▸ **Task requirements**
Return every line from the one with "Mark every instance of the bathtub" through the one with "Mark every instance of the recessed", inclusive, exactly as it appears below.

▸ **Given records**

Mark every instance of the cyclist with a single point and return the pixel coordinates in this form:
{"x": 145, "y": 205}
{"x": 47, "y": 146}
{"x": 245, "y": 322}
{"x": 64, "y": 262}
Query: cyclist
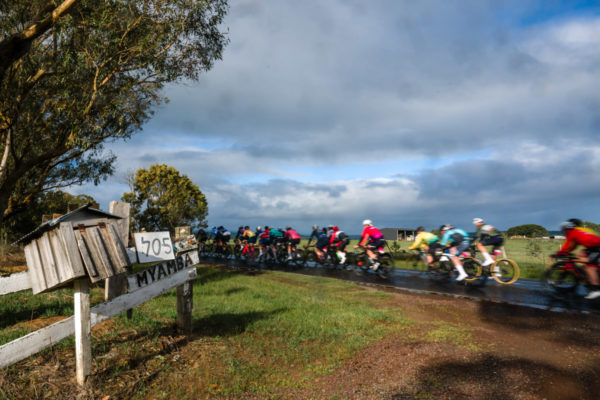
{"x": 458, "y": 241}
{"x": 339, "y": 240}
{"x": 314, "y": 234}
{"x": 427, "y": 242}
{"x": 222, "y": 237}
{"x": 248, "y": 237}
{"x": 322, "y": 242}
{"x": 264, "y": 239}
{"x": 292, "y": 237}
{"x": 487, "y": 235}
{"x": 579, "y": 236}
{"x": 375, "y": 240}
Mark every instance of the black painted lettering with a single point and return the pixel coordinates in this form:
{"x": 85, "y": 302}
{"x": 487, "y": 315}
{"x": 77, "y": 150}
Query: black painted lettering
{"x": 151, "y": 271}
{"x": 142, "y": 278}
{"x": 161, "y": 271}
{"x": 171, "y": 267}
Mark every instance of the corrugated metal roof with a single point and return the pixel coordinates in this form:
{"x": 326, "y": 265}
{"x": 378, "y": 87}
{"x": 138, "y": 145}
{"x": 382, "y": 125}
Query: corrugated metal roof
{"x": 72, "y": 216}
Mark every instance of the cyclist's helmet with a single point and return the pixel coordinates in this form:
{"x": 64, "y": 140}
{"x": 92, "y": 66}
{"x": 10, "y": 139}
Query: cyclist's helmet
{"x": 576, "y": 221}
{"x": 567, "y": 226}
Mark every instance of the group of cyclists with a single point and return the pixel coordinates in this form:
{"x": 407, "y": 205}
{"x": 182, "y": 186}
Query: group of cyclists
{"x": 454, "y": 241}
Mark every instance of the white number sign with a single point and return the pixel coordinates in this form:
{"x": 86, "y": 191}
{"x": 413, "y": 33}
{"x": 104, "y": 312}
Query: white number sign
{"x": 153, "y": 246}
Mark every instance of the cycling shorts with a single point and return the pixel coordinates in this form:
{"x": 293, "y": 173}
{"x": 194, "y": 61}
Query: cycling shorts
{"x": 462, "y": 247}
{"x": 496, "y": 241}
{"x": 377, "y": 243}
{"x": 433, "y": 247}
{"x": 341, "y": 245}
{"x": 593, "y": 254}
{"x": 293, "y": 242}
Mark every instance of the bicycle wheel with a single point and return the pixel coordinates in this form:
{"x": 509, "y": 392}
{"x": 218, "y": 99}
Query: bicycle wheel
{"x": 295, "y": 260}
{"x": 505, "y": 271}
{"x": 561, "y": 279}
{"x": 441, "y": 271}
{"x": 386, "y": 266}
{"x": 473, "y": 268}
{"x": 311, "y": 259}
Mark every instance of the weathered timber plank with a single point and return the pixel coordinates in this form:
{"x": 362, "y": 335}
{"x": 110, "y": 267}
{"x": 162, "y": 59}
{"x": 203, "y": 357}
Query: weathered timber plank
{"x": 15, "y": 283}
{"x": 70, "y": 244}
{"x": 34, "y": 342}
{"x": 83, "y": 330}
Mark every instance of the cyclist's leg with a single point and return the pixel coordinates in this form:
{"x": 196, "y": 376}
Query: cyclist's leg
{"x": 454, "y": 253}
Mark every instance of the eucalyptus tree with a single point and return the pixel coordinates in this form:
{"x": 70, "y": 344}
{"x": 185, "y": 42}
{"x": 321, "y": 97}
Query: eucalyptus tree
{"x": 77, "y": 74}
{"x": 163, "y": 198}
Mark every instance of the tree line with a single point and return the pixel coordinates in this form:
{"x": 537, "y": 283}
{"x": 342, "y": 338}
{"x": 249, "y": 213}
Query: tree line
{"x": 77, "y": 74}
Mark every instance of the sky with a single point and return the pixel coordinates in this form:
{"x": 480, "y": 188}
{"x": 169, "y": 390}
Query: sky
{"x": 404, "y": 112}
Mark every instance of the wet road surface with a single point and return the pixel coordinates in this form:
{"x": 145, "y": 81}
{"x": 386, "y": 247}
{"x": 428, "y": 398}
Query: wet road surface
{"x": 524, "y": 292}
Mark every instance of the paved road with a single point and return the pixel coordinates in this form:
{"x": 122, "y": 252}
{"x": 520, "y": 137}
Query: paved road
{"x": 525, "y": 292}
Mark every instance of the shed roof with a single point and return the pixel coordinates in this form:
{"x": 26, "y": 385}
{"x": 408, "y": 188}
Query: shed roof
{"x": 80, "y": 214}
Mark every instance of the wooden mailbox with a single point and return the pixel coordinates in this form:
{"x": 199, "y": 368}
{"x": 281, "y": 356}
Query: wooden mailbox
{"x": 82, "y": 242}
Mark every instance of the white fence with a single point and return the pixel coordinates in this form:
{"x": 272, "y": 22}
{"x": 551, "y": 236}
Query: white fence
{"x": 143, "y": 286}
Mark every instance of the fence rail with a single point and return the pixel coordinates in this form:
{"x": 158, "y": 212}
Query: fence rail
{"x": 165, "y": 276}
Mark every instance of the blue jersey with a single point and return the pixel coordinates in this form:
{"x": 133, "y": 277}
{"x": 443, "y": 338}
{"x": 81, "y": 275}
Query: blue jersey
{"x": 454, "y": 236}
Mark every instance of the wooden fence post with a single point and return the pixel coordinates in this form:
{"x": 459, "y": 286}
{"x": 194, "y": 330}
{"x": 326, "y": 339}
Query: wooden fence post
{"x": 83, "y": 330}
{"x": 117, "y": 285}
{"x": 184, "y": 307}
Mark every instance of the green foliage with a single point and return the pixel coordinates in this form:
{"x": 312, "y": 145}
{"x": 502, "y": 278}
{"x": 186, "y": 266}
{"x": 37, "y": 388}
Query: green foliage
{"x": 54, "y": 202}
{"x": 527, "y": 230}
{"x": 162, "y": 198}
{"x": 591, "y": 225}
{"x": 92, "y": 76}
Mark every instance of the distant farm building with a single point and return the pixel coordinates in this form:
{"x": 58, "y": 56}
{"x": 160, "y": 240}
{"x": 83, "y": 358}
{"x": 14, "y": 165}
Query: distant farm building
{"x": 399, "y": 233}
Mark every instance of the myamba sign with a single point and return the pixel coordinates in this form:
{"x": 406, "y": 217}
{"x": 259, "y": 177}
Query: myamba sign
{"x": 165, "y": 269}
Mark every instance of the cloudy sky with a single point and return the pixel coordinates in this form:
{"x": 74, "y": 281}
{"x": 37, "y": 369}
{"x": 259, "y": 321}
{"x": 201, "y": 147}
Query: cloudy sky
{"x": 404, "y": 112}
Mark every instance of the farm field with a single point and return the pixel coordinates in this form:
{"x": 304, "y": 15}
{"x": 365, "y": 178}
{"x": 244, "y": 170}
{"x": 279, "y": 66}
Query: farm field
{"x": 280, "y": 335}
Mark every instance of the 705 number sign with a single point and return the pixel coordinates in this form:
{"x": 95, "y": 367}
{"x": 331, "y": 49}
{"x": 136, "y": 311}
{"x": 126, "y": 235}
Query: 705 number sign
{"x": 154, "y": 246}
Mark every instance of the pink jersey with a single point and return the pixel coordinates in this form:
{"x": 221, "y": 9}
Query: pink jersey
{"x": 370, "y": 232}
{"x": 292, "y": 234}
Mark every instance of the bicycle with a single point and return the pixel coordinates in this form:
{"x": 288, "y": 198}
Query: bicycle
{"x": 442, "y": 269}
{"x": 504, "y": 270}
{"x": 566, "y": 275}
{"x": 312, "y": 259}
{"x": 364, "y": 262}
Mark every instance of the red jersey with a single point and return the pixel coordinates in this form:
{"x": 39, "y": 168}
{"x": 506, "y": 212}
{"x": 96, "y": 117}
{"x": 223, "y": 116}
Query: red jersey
{"x": 579, "y": 236}
{"x": 370, "y": 232}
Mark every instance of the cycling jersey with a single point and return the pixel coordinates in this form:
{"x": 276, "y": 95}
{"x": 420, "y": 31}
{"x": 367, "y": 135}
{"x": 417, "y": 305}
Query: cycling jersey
{"x": 424, "y": 239}
{"x": 370, "y": 233}
{"x": 339, "y": 239}
{"x": 322, "y": 241}
{"x": 579, "y": 237}
{"x": 486, "y": 230}
{"x": 291, "y": 234}
{"x": 454, "y": 236}
{"x": 249, "y": 236}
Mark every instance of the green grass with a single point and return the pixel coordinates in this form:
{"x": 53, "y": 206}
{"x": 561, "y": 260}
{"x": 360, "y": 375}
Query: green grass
{"x": 266, "y": 333}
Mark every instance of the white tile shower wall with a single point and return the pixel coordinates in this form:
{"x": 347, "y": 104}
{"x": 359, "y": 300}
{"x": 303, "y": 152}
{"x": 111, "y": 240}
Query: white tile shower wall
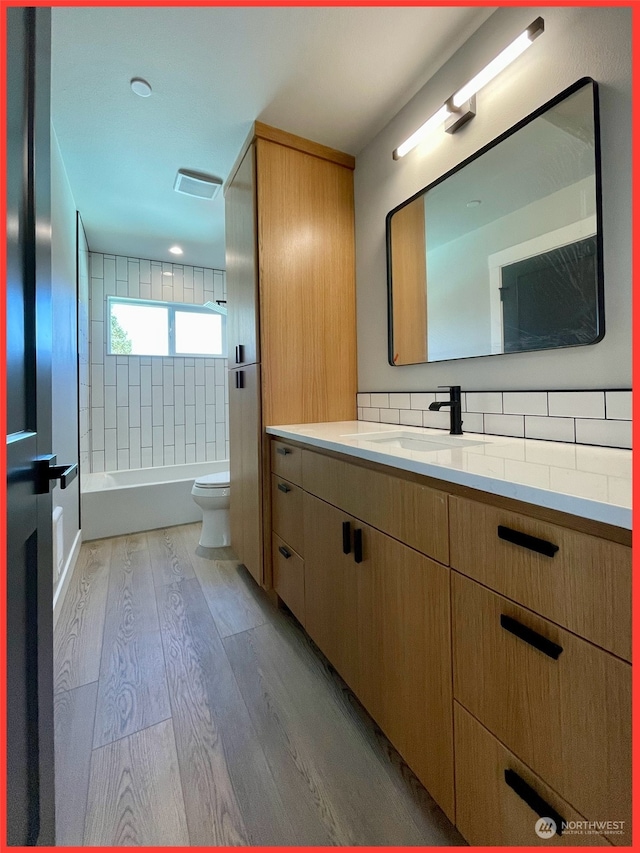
{"x": 149, "y": 411}
{"x": 581, "y": 417}
{"x": 84, "y": 378}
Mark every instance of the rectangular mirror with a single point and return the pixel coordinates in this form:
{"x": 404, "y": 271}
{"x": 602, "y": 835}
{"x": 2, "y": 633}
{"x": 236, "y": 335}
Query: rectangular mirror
{"x": 503, "y": 254}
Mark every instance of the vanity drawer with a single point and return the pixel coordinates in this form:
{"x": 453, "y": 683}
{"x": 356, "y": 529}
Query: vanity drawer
{"x": 286, "y": 461}
{"x": 410, "y": 512}
{"x": 490, "y": 809}
{"x": 288, "y": 577}
{"x": 561, "y": 704}
{"x": 584, "y": 586}
{"x": 286, "y": 512}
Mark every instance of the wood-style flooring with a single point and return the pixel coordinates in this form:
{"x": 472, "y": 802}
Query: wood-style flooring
{"x": 192, "y": 711}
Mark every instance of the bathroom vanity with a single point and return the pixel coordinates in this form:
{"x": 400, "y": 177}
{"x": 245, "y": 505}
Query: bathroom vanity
{"x": 482, "y": 619}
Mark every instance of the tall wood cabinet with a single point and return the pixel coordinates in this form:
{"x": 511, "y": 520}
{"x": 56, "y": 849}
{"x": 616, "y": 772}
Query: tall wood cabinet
{"x": 291, "y": 311}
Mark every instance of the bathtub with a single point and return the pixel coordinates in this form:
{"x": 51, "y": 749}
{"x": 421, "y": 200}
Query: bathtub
{"x": 118, "y": 502}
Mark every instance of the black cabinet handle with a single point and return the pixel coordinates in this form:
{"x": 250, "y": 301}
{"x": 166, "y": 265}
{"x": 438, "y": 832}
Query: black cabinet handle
{"x": 547, "y": 647}
{"x": 533, "y": 799}
{"x": 357, "y": 545}
{"x": 346, "y": 537}
{"x": 541, "y": 546}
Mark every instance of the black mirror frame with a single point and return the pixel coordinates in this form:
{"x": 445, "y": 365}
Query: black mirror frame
{"x": 579, "y": 84}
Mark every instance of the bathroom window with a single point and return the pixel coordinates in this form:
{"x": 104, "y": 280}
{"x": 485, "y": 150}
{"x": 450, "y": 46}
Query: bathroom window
{"x": 143, "y": 327}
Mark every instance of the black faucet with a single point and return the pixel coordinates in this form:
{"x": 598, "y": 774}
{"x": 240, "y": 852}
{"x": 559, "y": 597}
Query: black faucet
{"x": 456, "y": 408}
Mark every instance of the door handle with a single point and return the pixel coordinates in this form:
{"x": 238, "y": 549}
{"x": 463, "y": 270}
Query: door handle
{"x": 47, "y": 470}
{"x": 357, "y": 545}
{"x": 533, "y": 799}
{"x": 346, "y": 537}
{"x": 525, "y": 540}
{"x": 538, "y": 641}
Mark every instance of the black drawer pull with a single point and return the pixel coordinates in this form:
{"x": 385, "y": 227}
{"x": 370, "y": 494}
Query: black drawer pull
{"x": 541, "y": 546}
{"x": 533, "y": 799}
{"x": 346, "y": 537}
{"x": 357, "y": 545}
{"x": 547, "y": 647}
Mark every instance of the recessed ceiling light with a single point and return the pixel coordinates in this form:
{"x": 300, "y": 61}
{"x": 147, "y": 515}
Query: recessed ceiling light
{"x": 140, "y": 87}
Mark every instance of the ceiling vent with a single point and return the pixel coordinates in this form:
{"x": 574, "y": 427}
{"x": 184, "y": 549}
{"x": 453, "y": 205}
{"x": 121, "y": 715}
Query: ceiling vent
{"x": 196, "y": 184}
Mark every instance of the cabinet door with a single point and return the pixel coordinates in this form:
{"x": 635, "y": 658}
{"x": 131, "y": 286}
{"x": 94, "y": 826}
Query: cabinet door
{"x": 246, "y": 467}
{"x": 241, "y": 257}
{"x": 330, "y": 587}
{"x": 404, "y": 622}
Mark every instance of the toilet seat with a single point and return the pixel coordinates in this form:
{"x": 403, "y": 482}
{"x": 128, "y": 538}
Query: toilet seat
{"x": 213, "y": 481}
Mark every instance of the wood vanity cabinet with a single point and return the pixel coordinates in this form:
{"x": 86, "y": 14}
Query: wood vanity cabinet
{"x": 520, "y": 647}
{"x": 291, "y": 311}
{"x": 378, "y": 609}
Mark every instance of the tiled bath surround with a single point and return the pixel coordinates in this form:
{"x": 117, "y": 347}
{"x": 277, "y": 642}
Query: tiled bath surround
{"x": 581, "y": 417}
{"x": 148, "y": 411}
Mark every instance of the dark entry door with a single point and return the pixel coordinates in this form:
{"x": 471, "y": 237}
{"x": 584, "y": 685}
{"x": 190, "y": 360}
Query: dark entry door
{"x": 551, "y": 299}
{"x": 30, "y": 772}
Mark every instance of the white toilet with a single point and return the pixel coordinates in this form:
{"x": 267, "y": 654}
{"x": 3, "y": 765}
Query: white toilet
{"x": 211, "y": 493}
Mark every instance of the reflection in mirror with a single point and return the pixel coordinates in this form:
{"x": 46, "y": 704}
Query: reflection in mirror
{"x": 503, "y": 254}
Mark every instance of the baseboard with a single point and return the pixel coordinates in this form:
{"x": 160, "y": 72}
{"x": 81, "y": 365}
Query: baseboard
{"x": 65, "y": 577}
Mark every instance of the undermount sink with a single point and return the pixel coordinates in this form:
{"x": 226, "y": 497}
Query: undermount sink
{"x": 413, "y": 441}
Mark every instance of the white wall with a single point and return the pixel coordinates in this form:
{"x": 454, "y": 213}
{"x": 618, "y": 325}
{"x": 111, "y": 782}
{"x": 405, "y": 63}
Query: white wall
{"x": 64, "y": 356}
{"x": 577, "y": 42}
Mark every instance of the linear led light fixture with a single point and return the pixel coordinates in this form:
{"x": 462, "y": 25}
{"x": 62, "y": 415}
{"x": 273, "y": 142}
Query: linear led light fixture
{"x": 460, "y": 107}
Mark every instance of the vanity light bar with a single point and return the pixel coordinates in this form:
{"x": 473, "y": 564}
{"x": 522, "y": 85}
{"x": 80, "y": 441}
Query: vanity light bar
{"x": 462, "y": 96}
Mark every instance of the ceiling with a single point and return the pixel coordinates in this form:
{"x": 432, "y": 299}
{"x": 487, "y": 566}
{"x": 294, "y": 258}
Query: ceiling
{"x": 336, "y": 75}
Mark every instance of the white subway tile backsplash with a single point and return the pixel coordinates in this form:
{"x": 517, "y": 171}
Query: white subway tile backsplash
{"x": 411, "y": 417}
{"x": 504, "y": 424}
{"x": 472, "y": 422}
{"x": 369, "y": 414}
{"x": 109, "y": 406}
{"x": 549, "y": 429}
{"x": 436, "y": 420}
{"x": 618, "y": 405}
{"x": 422, "y": 401}
{"x": 524, "y": 403}
{"x": 146, "y": 426}
{"x": 400, "y": 401}
{"x": 110, "y": 366}
{"x": 122, "y": 430}
{"x": 380, "y": 401}
{"x": 576, "y": 404}
{"x": 390, "y": 416}
{"x": 603, "y": 433}
{"x": 527, "y": 414}
{"x": 488, "y": 402}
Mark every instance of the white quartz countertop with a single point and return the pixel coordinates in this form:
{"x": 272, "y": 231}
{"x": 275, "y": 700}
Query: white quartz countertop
{"x": 590, "y": 482}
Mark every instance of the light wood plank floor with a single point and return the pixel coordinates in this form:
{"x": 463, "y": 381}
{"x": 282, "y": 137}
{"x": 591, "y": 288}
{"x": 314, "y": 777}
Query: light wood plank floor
{"x": 192, "y": 711}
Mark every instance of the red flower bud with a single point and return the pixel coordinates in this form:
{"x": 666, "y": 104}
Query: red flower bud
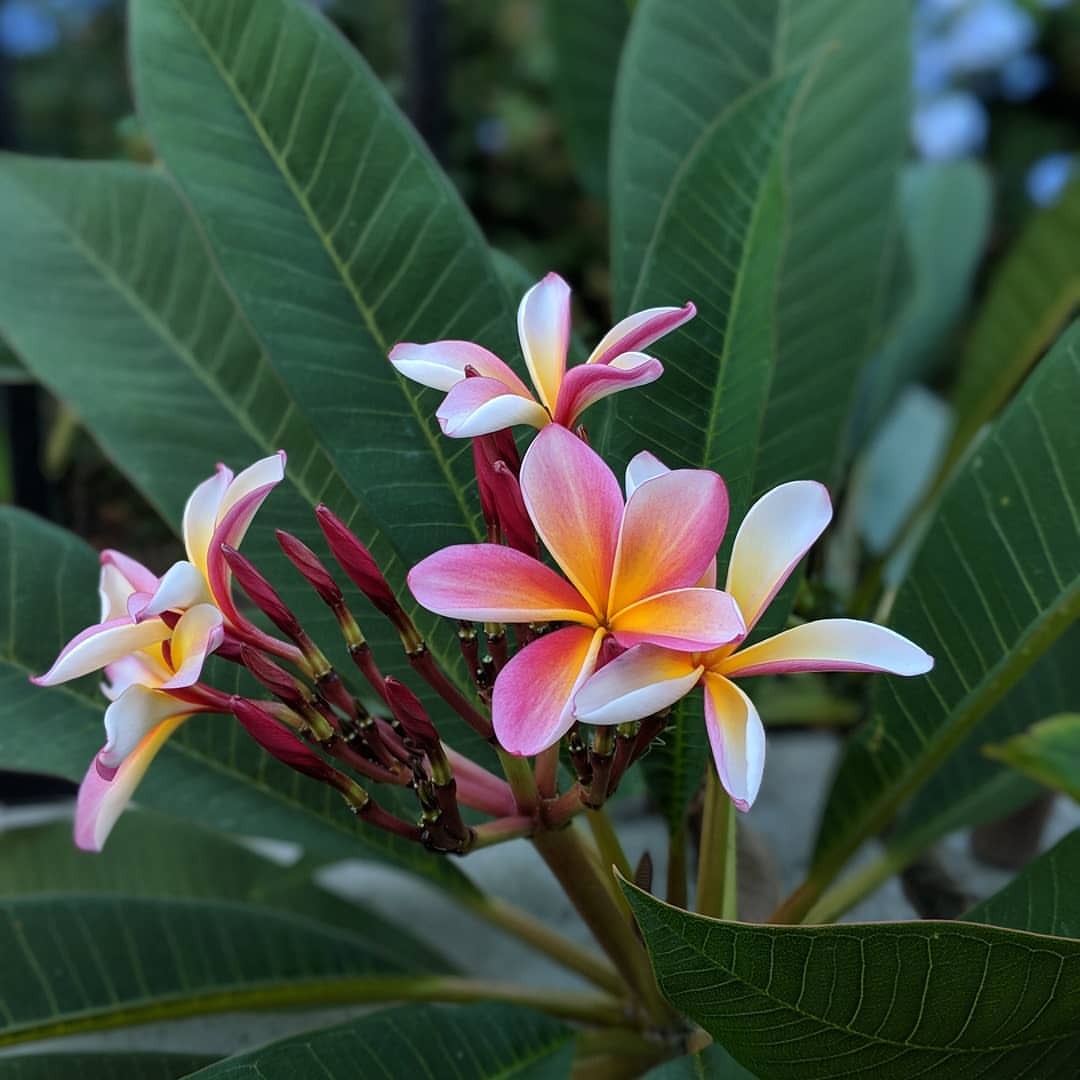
{"x": 311, "y": 566}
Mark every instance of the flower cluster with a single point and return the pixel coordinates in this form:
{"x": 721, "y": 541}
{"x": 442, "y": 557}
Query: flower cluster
{"x": 626, "y": 621}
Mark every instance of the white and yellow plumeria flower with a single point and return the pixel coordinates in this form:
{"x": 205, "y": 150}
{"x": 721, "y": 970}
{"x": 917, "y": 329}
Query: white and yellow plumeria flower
{"x": 496, "y": 397}
{"x": 777, "y": 532}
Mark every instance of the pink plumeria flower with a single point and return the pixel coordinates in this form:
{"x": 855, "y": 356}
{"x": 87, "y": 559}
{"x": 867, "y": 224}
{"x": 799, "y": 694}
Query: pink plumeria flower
{"x": 496, "y": 397}
{"x": 779, "y": 529}
{"x": 632, "y": 568}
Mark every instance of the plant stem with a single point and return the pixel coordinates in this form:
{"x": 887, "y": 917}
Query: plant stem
{"x": 716, "y": 863}
{"x": 552, "y": 944}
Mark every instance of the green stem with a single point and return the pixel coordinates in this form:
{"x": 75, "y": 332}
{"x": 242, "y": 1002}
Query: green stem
{"x": 552, "y": 944}
{"x": 716, "y": 863}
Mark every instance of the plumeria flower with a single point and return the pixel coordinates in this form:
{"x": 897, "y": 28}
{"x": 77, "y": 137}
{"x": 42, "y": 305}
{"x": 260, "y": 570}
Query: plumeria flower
{"x": 632, "y": 570}
{"x": 777, "y": 532}
{"x": 495, "y": 397}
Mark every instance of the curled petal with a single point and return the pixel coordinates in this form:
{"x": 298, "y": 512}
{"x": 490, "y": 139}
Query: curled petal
{"x": 576, "y": 505}
{"x": 532, "y": 704}
{"x": 480, "y": 406}
{"x": 489, "y": 583}
{"x": 737, "y": 738}
{"x": 778, "y": 530}
{"x": 671, "y": 531}
{"x": 105, "y": 792}
{"x": 198, "y": 633}
{"x": 442, "y": 365}
{"x": 687, "y": 619}
{"x": 831, "y": 645}
{"x": 643, "y": 467}
{"x": 543, "y": 328}
{"x": 181, "y": 586}
{"x": 201, "y": 512}
{"x": 639, "y": 331}
{"x": 589, "y": 382}
{"x": 100, "y": 645}
{"x": 636, "y": 684}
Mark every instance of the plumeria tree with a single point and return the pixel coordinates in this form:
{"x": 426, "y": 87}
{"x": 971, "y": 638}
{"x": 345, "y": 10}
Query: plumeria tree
{"x": 472, "y": 581}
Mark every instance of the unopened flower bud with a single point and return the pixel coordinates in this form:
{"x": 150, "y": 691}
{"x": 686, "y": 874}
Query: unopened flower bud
{"x": 311, "y": 566}
{"x": 261, "y": 593}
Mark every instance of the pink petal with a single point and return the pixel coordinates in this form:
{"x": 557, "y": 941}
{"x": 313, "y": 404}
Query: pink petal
{"x": 199, "y": 632}
{"x": 778, "y": 530}
{"x": 671, "y": 531}
{"x": 99, "y": 645}
{"x": 687, "y": 619}
{"x": 589, "y": 382}
{"x": 576, "y": 505}
{"x": 531, "y": 706}
{"x": 737, "y": 738}
{"x": 543, "y": 328}
{"x": 480, "y": 406}
{"x": 489, "y": 583}
{"x": 105, "y": 792}
{"x": 642, "y": 468}
{"x": 637, "y": 684}
{"x": 831, "y": 645}
{"x": 639, "y": 331}
{"x": 442, "y": 365}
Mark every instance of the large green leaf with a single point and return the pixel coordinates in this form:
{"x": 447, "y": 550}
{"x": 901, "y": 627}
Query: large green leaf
{"x": 476, "y": 1042}
{"x": 336, "y": 230}
{"x": 686, "y": 65}
{"x": 150, "y": 855}
{"x": 996, "y": 582}
{"x": 211, "y": 772}
{"x": 1031, "y": 296}
{"x": 1048, "y": 753}
{"x": 586, "y": 40}
{"x": 887, "y": 1000}
{"x": 76, "y": 963}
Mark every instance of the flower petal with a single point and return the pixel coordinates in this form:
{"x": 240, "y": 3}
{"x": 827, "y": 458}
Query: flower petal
{"x": 687, "y": 619}
{"x": 589, "y": 382}
{"x": 639, "y": 331}
{"x": 778, "y": 530}
{"x": 495, "y": 584}
{"x": 737, "y": 738}
{"x": 532, "y": 703}
{"x": 643, "y": 467}
{"x": 671, "y": 531}
{"x": 181, "y": 586}
{"x": 100, "y": 645}
{"x": 201, "y": 512}
{"x": 831, "y": 645}
{"x": 198, "y": 633}
{"x": 543, "y": 328}
{"x": 442, "y": 365}
{"x": 576, "y": 505}
{"x": 105, "y": 791}
{"x": 480, "y": 406}
{"x": 636, "y": 684}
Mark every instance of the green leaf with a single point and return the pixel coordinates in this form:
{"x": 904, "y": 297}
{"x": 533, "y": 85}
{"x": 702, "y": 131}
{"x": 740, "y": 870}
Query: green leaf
{"x": 78, "y": 963}
{"x": 476, "y": 1042}
{"x": 210, "y": 772}
{"x": 1049, "y": 753}
{"x": 337, "y": 232}
{"x": 136, "y": 1065}
{"x": 586, "y": 41}
{"x": 686, "y": 65}
{"x": 153, "y": 856}
{"x": 946, "y": 214}
{"x": 889, "y": 1000}
{"x": 1031, "y": 296}
{"x": 996, "y": 581}
{"x": 1042, "y": 898}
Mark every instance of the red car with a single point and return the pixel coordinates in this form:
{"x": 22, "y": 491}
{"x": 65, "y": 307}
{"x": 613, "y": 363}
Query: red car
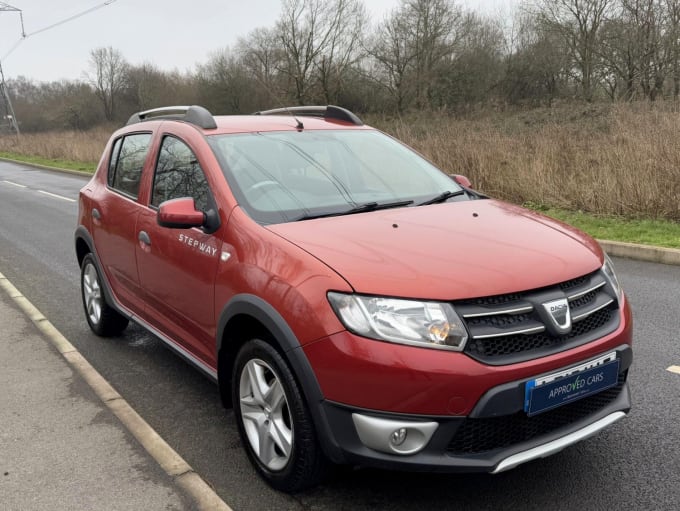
{"x": 354, "y": 303}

▸ **Answer box**
Mark every instance of the bathtub with a single point and return the pixel coordinates in this form:
{"x": 51, "y": 749}
{"x": 421, "y": 200}
Query: bathtub
{"x": 118, "y": 502}
Mark every instance of the black cabinet handle with a single point and return the pixel coordinates in this form:
{"x": 250, "y": 301}
{"x": 166, "y": 265}
{"x": 438, "y": 832}
Query: black cabinet handle
{"x": 547, "y": 647}
{"x": 533, "y": 799}
{"x": 357, "y": 545}
{"x": 346, "y": 537}
{"x": 541, "y": 546}
Mark every instance of the black mirror frame with a single point and return the pixel coordinates in this form:
{"x": 445, "y": 365}
Query: black mirror frame
{"x": 579, "y": 84}
Mark every instance of the bathroom window with a single point and return the pixel coordinates in this form:
{"x": 104, "y": 280}
{"x": 485, "y": 150}
{"x": 450, "y": 46}
Query: bathroom window
{"x": 143, "y": 327}
Mark every instance of the black faucet with a single point and return the pixel coordinates in this form:
{"x": 598, "y": 774}
{"x": 240, "y": 852}
{"x": 559, "y": 597}
Query: black faucet
{"x": 456, "y": 408}
Mark every instance of the door handle with a single point and return the pixel coordinates in this form:
{"x": 238, "y": 549}
{"x": 463, "y": 270}
Query: door handle
{"x": 47, "y": 470}
{"x": 357, "y": 545}
{"x": 533, "y": 799}
{"x": 346, "y": 537}
{"x": 525, "y": 540}
{"x": 538, "y": 641}
Mark every instance of the black drawer pull with a single point and return the pixel coordinates in this form:
{"x": 385, "y": 227}
{"x": 370, "y": 494}
Query: black drawer pull
{"x": 541, "y": 546}
{"x": 533, "y": 799}
{"x": 346, "y": 537}
{"x": 357, "y": 545}
{"x": 547, "y": 647}
Mark every instance of the recessed ceiling light with a single point and return the pixel coordinates in this form:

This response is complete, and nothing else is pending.